* **Stated exercise**
Render every line of the material below as a numbered list, leaving out blank lines.

* **Data listing**
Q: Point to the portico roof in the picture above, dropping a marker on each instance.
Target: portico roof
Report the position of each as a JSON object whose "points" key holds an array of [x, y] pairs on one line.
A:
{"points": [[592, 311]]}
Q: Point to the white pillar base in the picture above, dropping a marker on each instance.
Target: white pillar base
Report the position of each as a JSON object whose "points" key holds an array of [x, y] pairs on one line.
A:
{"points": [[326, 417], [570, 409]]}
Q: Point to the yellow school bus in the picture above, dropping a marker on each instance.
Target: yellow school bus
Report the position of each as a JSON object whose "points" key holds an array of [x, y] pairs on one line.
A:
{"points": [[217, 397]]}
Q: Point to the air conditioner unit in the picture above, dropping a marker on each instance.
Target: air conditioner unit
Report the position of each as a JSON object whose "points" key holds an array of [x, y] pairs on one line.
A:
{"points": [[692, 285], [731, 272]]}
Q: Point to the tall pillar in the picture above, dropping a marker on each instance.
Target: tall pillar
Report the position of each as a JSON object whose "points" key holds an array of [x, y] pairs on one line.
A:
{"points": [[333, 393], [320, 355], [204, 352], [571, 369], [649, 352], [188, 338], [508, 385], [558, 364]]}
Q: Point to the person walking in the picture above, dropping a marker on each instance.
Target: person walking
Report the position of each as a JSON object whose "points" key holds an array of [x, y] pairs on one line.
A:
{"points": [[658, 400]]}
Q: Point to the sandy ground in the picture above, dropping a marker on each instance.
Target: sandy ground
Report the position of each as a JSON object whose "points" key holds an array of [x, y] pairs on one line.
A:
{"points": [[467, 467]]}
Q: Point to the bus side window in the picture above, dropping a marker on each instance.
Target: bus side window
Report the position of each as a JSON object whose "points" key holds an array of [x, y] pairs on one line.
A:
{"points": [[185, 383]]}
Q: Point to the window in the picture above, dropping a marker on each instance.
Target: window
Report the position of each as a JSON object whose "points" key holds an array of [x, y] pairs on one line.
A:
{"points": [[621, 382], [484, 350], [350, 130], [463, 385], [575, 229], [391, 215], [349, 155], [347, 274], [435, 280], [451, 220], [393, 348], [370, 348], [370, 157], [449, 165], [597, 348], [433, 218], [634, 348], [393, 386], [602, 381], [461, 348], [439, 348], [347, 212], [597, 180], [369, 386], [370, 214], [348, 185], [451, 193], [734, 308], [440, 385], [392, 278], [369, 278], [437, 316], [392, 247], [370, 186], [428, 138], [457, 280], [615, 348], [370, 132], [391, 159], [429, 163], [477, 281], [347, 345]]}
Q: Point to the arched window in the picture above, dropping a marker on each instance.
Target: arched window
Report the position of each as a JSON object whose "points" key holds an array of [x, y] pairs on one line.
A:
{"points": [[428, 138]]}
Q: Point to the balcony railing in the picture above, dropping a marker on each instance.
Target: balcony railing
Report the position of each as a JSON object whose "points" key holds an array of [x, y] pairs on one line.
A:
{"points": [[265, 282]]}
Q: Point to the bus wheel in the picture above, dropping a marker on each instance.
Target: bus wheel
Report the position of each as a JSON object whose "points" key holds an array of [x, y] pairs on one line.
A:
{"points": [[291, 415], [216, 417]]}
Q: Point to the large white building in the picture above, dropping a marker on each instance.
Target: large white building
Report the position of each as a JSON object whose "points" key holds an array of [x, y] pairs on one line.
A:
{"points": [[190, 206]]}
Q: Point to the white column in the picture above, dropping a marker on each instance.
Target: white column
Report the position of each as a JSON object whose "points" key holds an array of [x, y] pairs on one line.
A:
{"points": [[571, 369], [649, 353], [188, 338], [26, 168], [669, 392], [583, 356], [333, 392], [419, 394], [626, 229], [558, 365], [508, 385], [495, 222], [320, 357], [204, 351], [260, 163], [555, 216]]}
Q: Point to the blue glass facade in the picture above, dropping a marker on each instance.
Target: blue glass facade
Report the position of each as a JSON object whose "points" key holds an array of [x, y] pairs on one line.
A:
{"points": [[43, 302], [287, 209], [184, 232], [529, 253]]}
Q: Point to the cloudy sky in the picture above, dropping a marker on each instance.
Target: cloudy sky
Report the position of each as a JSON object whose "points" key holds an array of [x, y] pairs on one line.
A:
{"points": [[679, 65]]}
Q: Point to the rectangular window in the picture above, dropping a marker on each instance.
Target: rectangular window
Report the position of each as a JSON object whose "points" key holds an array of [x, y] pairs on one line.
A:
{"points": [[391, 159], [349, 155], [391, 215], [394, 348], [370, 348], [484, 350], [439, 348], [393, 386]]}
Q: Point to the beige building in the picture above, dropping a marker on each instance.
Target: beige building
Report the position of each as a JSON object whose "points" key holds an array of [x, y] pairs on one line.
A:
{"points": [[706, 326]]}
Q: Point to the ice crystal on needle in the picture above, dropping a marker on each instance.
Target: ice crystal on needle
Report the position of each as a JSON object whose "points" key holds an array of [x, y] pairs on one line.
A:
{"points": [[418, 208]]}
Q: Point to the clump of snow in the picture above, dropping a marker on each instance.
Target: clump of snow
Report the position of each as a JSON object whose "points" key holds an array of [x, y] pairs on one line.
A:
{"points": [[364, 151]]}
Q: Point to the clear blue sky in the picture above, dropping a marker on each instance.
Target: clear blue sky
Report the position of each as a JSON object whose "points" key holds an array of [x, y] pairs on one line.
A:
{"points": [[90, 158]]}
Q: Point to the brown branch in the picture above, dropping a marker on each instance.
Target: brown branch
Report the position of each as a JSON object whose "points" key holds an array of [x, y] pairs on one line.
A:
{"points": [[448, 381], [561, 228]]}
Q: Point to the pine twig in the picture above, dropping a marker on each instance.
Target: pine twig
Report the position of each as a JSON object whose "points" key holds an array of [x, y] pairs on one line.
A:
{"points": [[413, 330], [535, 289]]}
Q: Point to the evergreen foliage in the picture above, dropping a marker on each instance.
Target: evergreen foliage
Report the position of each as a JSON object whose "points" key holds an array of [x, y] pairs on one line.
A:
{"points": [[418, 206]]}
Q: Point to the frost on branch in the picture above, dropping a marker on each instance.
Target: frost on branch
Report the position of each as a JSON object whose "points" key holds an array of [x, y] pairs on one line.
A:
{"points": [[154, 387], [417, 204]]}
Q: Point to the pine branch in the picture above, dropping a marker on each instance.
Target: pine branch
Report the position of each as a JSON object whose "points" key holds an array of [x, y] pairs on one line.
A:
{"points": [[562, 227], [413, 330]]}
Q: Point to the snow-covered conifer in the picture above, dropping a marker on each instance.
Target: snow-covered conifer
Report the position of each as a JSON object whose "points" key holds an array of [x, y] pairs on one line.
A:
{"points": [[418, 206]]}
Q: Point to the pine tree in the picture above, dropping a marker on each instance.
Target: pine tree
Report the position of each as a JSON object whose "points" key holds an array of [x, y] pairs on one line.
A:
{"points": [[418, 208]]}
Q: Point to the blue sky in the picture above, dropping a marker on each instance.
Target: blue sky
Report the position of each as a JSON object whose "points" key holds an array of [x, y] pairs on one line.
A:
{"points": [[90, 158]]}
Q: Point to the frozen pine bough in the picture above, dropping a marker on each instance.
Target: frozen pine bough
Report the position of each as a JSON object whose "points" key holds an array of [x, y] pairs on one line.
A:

* **Correct response**
1. Q: Point to the portico roof in the picture above, dropping a marker on each instance.
2. Target: portico roof
3. Report the position of each as a JSON object whose "points" key holds an array of [x, y] pairs on one line.
4. A:
5. {"points": [[592, 311]]}
6. Q: Point to the white pillar base in the picture above, dropping a marker on each instance.
7. Target: white pillar base
8. Report the position of each as a JSON object whose "points" key holds an array of [x, y] pairs on one line.
9. A:
10. {"points": [[326, 417], [570, 409]]}
11. Q: Point to the yellow school bus in the picture above, dropping a marker on each instance.
12. Target: yellow school bus
13. Report the position of each as a JSON object whose "points" key holds an array of [x, y] pairs on one line.
14. A:
15. {"points": [[217, 397]]}
16. Q: Point to the air conditioner unit in the picture above, dropping a marker on each instance.
17. Target: air conditioner unit
18. Report the position of each as a JSON object whose "points" key holds an array of [x, y] pairs on one line.
19. A:
20. {"points": [[692, 285], [731, 272]]}
21. Q: Point to the tall pillar in the picture above, dropping a marker on each instance.
22. Target: tall pillar
23. Report the position of each as a JSON object whose "points" key holds an array of [x, y] pairs on one line.
24. A:
25. {"points": [[333, 393], [320, 355], [204, 352], [571, 369], [649, 352], [188, 338], [508, 385], [558, 364]]}
26. Q: Point to the person walking in the picture above, dropping a marker on each instance.
27. Target: person walking
28. Report the position of each as a JSON object whose "points" key holds an array of [x, y] pairs on one line.
29. A:
30. {"points": [[658, 400]]}
31. Q: Point to the sandy ground in the picture above, dropping a marker on each instance.
32. Target: sandy ground
33. Report the position of each as a JSON object whose "points" key holds an array of [x, y] pairs on one line.
34. A:
35. {"points": [[467, 467]]}
36. Q: Point to the bus side window in the picture above, dropping a marker on each instance.
37. Target: bus side window
38. Report the position of each as a JSON object whose "points" key holds an array of [x, y] pairs on one line.
39. A:
40. {"points": [[185, 383]]}
41. Q: Point to the window in the picture above, dropping a marker on each instance.
42. Target: window
43. Report the position of each as a JSON object whose "points" key holds an array of [x, y] pairs on one line.
44. A:
45. {"points": [[621, 382], [484, 350], [350, 130], [463, 385], [575, 229], [391, 215], [349, 155], [347, 274], [435, 280], [451, 220], [393, 348], [370, 348], [370, 157], [449, 165], [597, 348], [433, 218], [634, 348], [393, 386], [602, 381], [461, 348], [439, 348], [347, 212], [597, 180], [369, 386], [370, 214], [348, 185], [451, 193], [734, 308], [440, 385], [392, 278], [369, 278], [437, 316], [392, 247], [370, 186], [428, 138], [457, 280], [615, 348], [370, 132], [391, 159], [429, 163], [477, 281], [347, 345]]}
46. Q: Point to the arched window in the picture above, dropping a marker on each instance.
47. Target: arched window
48. Report the position of each as a JSON object whose "points" key holds an array of [x, y] pairs on one line.
49. A:
50. {"points": [[428, 138]]}
51. Q: Point to the balcony railing in the picture above, dropping a marker on each instance.
52. Target: balcony railing
53. Report the position of each as a JSON object whose "points" key holds an array of [x, y] pairs on one line.
54. A:
55. {"points": [[265, 282]]}
56. Q: Point to the bus wheel in the picture above, dropping a marker on each instance.
57. Target: bus wheel
58. Report the position of each as a JSON object whose "points" key holds an array of [x, y] pairs on one line.
59. A:
60. {"points": [[291, 415], [216, 417]]}
61. Q: Point to the large white building in the picture above, dropping a marker on each instance.
62. Target: large white building
63. Report the position of each as a JSON object whose "points" key holds an array of [x, y] pairs on one line.
64. A:
65. {"points": [[190, 206]]}
66. Q: Point to the white column in the picture above, dropping a marker on each instance.
67. Target: white column
68. Report the position of each as a JSON object whose "points" key holds an array of [x, y] pairs on one line.
69. A:
70. {"points": [[571, 369], [649, 353], [188, 338], [26, 168], [669, 392], [583, 356], [333, 392], [419, 394], [626, 229], [558, 365], [508, 385], [495, 222], [320, 357], [204, 351], [260, 163], [555, 216]]}
71. Q: Point to the blue glass facade in the picture above, dropping a marker on each instance.
72. Target: blue glass facade
73. Report the position of each as a JSON object whose "points" key holds an array of [x, y] pairs on one line.
74. A:
75. {"points": [[43, 302], [287, 209], [184, 232], [529, 253]]}
76. Q: Point to the cloudy sky in the picture above, dropping a marker on each instance.
77. Target: cloudy sky
78. Report the position of each as a JSON object whose "points" key holds an array of [x, y] pairs on one line.
79. A:
80. {"points": [[679, 65]]}
81. Q: Point to the rectangular window in the picture above, dropping a marker on each instance.
82. Target: rectangular window
83. Report the position of each as a JSON object whose "points" key holds an array of [x, y] pairs on one line.
84. A:
85. {"points": [[391, 159], [349, 155], [391, 215], [394, 348], [370, 348], [484, 350], [439, 348], [393, 386]]}
86. Q: Point to the beige building in the picture above, dropping a marker on each instance.
87. Target: beige building
88. Report the position of each as a JSON object whose "points" key holds an array of [x, y] pairs on one line.
89. A:
90. {"points": [[706, 326]]}
91. Q: Point to the ice crystal on needle in the picture above, dropping a marker on each instance.
92. Target: ice crystal on needle
93. Report the position of each as a JSON object whose "points" key holds an array of [x, y] pairs on one line.
94. A:
95. {"points": [[418, 208]]}
96. Q: Point to the clump of snow in the picture above, dropping a marker on each instance.
97. Target: clump of snow
98. Report the position of each as a JSON object whose "points" key holds an array of [x, y] pairs on one line.
99. A:
100. {"points": [[364, 151]]}
101. Q: Point to the clear blue sky in the picture above, dropping a marker on each instance.
102. Target: clear blue sky
103. Report the position of each as a JSON object whose "points" key holds an array of [x, y] pairs on one line.
104. A:
105. {"points": [[90, 158]]}
106. Q: Point to the brown branch in the picture above, dropping a marker on each instance.
107. Target: brown branch
108. Report the position of each as a JSON object whose "points" key holds an array of [x, y] pairs on one line.
109. A:
110. {"points": [[448, 381], [561, 228]]}
111. Q: Point to the pine twig in the picture above, dropping a marker on each instance.
112. Target: pine twig
113. Report the position of each as a JSON object whose "points" key holds an array of [x, y] pairs on one line.
114. A:
115. {"points": [[413, 330], [535, 289]]}
116. Q: Point to the evergreen foliage in the picture above, dropping a marker on each instance.
117. Target: evergreen foliage
118. Report the position of each as a JSON object whose "points" key holds an array of [x, y] pairs on one line.
119. A:
120. {"points": [[418, 206]]}
121. Q: Point to the frost on branch in the picture above, dropping a marker on each instance.
122. Target: frost on branch
123. Report the position of each as a JSON object whose "points" key holds an array of [x, y] pairs on one line.
124. A:
125. {"points": [[154, 387], [417, 204]]}
126. Q: Point to the pine branch in the picture above, dropping a marker on each instance.
127. Target: pine branch
128. Report the position of each as a JSON object whose "points" key holds an array of [x, y] pairs on one line.
129. A:
130. {"points": [[562, 227], [413, 330]]}
131. Q: Point to the snow-covered conifer in the picture above, dropping a marker on each instance.
132. Target: snow-covered conifer
133. Report the position of each as a JSON object whose "points" key holds an array of [x, y] pairs on one line.
134. A:
135. {"points": [[418, 206]]}
136. Q: Point to the pine tree in the picture above, dropping a marker on each instance.
137. Target: pine tree
138. Report the position of each as a JSON object whose "points" key holds an array of [x, y] pairs on one line.
139. A:
140. {"points": [[418, 208]]}
141. Q: Point to the blue sky in the picture above, dropping a marker on each instance.
142. Target: blue sky
143. Report the position of each as a JSON object whose "points" key holds an array of [x, y] pairs on one line.
144. A:
145. {"points": [[90, 158]]}
146. Q: Point to the frozen pine bough in the picture above, dropping a marker on each instance.
147. Target: frozen pine bough
148. Report the position of each as a JSON object whose "points" key holds an array of [x, y] pairs on one line.
149. A:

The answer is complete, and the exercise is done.